» What to produce:
Copy out each line featuring the string "dock" from the entries beneath.

[[ Source information, beginning ]]

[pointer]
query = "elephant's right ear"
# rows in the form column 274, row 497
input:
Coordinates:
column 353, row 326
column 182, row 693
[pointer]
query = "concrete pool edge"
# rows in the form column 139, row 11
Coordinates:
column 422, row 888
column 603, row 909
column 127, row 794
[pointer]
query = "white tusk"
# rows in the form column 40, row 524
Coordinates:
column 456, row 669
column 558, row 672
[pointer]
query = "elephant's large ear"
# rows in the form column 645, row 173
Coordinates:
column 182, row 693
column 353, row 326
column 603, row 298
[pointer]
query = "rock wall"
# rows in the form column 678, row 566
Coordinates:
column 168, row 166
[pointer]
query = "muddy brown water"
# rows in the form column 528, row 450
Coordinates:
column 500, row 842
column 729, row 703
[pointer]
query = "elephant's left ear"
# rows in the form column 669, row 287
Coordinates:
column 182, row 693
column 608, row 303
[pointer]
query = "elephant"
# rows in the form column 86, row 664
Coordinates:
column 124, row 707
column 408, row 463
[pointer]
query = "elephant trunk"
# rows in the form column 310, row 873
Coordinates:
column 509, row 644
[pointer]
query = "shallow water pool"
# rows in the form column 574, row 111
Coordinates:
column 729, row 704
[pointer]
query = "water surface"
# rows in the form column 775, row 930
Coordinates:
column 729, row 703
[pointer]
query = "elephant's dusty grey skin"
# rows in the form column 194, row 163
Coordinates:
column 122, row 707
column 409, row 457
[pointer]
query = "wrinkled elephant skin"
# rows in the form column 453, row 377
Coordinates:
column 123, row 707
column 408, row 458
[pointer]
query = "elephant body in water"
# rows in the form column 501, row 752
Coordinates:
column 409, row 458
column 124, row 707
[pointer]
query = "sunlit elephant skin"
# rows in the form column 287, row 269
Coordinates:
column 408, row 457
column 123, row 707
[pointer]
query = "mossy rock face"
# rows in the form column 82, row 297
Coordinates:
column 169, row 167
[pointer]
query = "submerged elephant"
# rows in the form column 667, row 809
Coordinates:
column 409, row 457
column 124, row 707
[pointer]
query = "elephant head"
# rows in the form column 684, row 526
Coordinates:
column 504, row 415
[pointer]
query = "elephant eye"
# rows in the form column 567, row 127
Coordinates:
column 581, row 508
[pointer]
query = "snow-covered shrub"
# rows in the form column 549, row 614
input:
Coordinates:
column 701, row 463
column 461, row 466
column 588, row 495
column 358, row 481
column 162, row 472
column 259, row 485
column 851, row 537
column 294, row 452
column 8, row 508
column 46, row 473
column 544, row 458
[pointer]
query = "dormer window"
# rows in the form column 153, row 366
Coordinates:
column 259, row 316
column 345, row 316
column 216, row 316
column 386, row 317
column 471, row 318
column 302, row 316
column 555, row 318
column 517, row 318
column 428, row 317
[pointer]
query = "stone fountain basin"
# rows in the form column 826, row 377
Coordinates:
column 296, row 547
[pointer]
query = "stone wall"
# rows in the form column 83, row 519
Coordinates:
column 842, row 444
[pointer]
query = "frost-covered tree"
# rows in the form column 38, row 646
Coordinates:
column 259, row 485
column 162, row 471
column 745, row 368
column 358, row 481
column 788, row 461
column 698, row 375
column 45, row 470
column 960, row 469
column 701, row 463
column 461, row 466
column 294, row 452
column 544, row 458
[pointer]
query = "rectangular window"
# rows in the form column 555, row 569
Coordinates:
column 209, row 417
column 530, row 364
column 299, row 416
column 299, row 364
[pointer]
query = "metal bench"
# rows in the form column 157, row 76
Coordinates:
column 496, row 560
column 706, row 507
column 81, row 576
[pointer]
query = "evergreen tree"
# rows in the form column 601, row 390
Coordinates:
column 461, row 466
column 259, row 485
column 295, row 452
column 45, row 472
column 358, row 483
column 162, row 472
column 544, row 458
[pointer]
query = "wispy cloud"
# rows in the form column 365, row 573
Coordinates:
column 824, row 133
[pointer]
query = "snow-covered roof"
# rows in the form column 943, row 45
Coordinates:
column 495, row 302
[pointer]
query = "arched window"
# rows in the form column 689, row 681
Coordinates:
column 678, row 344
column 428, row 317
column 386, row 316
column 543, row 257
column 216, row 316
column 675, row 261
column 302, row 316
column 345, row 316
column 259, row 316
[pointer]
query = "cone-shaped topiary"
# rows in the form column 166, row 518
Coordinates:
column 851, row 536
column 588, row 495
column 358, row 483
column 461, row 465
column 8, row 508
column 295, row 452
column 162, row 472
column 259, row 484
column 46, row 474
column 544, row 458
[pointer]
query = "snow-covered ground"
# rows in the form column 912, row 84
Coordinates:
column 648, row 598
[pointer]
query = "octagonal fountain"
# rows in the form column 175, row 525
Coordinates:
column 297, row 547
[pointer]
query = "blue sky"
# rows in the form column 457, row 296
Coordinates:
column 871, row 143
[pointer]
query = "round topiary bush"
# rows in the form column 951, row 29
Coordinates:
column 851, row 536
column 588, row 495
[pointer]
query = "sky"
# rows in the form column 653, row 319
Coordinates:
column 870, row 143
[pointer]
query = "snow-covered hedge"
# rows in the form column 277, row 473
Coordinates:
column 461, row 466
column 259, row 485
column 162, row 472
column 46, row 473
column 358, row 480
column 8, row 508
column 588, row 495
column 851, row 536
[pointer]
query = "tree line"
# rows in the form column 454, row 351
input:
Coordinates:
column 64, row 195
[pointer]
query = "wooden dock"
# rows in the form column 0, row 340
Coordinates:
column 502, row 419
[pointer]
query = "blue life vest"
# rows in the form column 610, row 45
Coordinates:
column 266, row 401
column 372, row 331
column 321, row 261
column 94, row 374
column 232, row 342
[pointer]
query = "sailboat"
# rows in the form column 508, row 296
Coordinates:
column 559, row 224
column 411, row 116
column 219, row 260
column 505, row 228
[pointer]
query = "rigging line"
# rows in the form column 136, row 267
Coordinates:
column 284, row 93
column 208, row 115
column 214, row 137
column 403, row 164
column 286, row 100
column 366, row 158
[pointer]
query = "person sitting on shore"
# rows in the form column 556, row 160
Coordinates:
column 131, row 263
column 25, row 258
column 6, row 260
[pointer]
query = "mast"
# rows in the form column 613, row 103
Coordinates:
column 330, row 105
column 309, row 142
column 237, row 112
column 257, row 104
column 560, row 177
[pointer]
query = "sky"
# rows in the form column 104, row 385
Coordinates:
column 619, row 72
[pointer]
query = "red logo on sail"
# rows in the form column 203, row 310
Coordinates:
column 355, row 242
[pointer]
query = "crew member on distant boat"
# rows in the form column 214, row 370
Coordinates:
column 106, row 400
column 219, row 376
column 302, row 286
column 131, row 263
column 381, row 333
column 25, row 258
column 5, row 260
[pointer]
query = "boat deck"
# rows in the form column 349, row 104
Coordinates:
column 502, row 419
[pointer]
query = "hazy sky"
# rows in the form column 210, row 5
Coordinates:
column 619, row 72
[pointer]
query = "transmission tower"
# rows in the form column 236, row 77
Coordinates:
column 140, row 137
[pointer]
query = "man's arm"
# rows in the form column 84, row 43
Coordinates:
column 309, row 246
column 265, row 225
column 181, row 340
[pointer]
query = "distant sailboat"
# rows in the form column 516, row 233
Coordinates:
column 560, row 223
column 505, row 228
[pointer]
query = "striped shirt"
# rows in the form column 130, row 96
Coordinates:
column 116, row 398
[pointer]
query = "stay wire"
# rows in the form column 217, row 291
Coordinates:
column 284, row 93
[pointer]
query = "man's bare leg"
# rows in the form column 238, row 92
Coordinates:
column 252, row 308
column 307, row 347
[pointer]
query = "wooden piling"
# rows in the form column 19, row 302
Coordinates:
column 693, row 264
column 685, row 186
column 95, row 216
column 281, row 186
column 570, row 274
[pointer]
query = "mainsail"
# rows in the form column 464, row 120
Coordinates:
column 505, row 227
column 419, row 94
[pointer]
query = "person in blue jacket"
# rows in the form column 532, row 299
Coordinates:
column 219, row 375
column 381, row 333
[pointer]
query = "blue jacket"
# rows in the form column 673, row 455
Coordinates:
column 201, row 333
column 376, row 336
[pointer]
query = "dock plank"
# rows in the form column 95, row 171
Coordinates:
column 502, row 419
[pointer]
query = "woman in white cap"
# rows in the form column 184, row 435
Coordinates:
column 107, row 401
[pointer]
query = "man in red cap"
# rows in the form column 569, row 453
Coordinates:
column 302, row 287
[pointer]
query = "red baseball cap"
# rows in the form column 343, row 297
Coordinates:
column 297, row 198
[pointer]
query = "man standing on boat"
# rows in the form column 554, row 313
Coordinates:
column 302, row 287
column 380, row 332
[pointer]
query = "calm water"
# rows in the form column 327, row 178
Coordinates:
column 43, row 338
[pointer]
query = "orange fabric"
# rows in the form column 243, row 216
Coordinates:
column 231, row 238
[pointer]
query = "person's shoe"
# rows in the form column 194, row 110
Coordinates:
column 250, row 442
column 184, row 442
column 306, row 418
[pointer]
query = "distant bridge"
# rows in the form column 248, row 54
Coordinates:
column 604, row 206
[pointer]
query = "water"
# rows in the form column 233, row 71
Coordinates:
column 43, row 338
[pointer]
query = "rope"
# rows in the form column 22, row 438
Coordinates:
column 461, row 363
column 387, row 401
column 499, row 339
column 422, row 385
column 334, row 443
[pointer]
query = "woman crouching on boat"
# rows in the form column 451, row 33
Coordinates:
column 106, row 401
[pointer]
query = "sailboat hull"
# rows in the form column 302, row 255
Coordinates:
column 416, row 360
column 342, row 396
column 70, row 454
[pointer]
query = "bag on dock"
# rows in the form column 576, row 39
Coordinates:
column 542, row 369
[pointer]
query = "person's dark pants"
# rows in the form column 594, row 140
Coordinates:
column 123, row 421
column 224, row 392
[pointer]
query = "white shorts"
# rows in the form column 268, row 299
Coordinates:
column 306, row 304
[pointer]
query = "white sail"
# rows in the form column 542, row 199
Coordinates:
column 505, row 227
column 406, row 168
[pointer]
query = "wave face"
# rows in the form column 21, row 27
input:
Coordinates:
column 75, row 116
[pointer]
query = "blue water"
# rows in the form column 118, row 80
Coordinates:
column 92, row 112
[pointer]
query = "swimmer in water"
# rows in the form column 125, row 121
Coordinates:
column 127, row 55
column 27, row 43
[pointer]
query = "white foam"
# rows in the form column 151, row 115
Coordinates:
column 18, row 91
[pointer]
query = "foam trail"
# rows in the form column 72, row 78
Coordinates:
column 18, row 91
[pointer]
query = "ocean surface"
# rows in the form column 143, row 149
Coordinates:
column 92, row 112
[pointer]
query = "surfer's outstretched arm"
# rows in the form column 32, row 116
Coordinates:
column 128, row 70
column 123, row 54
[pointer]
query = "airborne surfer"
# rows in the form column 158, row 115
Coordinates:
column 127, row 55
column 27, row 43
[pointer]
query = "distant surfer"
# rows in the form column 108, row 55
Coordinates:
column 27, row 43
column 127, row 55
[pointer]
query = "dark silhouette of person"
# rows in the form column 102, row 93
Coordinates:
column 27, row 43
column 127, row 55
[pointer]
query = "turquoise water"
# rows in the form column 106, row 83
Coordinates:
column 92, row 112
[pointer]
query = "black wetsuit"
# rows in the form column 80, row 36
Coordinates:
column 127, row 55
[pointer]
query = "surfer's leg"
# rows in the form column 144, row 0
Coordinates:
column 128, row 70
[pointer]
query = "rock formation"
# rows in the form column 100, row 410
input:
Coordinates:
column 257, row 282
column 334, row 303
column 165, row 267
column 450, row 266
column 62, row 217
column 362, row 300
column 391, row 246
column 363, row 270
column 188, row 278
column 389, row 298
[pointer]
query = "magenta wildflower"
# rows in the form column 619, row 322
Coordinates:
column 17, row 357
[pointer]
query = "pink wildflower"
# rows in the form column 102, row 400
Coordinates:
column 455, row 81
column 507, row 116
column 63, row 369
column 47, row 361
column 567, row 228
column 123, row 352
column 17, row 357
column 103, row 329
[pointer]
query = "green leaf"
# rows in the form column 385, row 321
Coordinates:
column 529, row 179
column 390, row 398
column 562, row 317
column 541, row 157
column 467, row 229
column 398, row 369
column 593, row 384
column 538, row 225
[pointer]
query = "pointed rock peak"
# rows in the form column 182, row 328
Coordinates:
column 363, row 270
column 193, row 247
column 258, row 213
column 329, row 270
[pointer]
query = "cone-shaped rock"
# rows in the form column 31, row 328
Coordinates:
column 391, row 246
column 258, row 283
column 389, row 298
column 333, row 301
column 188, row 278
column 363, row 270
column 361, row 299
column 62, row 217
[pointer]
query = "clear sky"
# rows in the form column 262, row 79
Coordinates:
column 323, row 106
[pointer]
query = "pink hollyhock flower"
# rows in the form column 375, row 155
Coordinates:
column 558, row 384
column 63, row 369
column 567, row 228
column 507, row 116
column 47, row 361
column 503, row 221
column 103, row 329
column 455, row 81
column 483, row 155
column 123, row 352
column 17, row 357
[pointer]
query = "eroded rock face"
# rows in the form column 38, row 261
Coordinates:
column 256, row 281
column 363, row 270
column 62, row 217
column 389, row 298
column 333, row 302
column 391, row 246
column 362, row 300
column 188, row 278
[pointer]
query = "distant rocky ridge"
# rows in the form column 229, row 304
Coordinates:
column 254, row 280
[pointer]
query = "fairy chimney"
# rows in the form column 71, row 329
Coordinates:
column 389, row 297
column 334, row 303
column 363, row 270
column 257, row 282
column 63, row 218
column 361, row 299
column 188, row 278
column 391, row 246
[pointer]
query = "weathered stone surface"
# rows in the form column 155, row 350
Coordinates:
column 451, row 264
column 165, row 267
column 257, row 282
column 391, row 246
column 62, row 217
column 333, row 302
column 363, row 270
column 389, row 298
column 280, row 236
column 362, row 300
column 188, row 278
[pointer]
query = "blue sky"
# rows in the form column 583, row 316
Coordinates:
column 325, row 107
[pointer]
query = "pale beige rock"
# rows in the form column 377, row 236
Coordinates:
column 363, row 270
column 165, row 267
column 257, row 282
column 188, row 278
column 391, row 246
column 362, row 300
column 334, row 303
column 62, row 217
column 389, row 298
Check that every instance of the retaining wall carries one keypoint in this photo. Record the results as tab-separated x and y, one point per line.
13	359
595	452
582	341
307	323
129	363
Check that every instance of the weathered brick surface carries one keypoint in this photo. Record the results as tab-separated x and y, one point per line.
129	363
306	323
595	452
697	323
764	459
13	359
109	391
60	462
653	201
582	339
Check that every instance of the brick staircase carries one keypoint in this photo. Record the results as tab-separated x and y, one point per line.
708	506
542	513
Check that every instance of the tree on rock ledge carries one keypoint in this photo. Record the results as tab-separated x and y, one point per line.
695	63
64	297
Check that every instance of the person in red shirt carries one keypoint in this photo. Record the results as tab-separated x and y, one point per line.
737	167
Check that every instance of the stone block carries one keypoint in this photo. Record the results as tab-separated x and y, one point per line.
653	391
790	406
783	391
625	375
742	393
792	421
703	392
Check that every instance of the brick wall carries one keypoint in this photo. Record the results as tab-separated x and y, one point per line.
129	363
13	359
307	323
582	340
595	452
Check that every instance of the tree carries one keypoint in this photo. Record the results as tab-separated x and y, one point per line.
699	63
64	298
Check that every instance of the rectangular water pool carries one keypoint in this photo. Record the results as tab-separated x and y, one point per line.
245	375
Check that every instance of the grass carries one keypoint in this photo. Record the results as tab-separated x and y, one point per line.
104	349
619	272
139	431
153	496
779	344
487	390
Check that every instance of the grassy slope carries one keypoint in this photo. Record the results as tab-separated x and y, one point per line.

[[ Source information, end ]]

» Written reply:
query = "wooden dock"
query = "dock plank"
query = "bag on dock"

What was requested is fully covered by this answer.